» **Data Tersedia**:
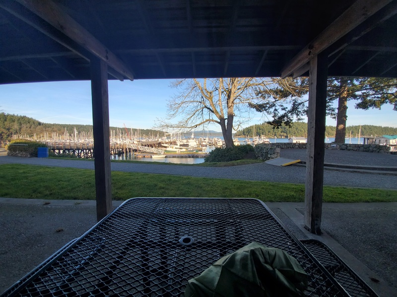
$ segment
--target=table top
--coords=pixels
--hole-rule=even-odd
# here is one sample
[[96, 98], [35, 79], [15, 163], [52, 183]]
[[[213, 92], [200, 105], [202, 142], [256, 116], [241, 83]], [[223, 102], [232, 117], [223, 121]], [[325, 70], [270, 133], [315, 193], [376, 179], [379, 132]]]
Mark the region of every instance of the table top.
[[261, 201], [134, 198], [4, 296], [181, 296], [189, 279], [252, 242], [284, 250], [309, 274], [308, 296], [348, 296]]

» **Rincian Tugas**:
Bisakah Anda menyusun semua baris catatan di atas sebagai daftar JSON berisi string, satu string untuk setiap baris? Lewati baris kosong dan jangan sertakan gambarnya.

» **Jawaban Tugas**:
[
  "$ segment",
  "--target=table top",
  "--coords=pixels",
  "--hole-rule=even-odd",
  "# here is one sample",
  "[[96, 98], [35, 79], [15, 163], [52, 183]]",
  "[[[213, 92], [200, 105], [202, 142], [256, 116], [241, 83]], [[223, 102], [232, 117], [223, 121]], [[325, 70], [270, 133], [315, 193], [376, 179], [379, 132]]]",
  "Mark the region of every instance of the table top.",
  "[[261, 201], [134, 198], [4, 296], [181, 296], [189, 279], [252, 242], [284, 250], [309, 274], [308, 296], [348, 296]]"
]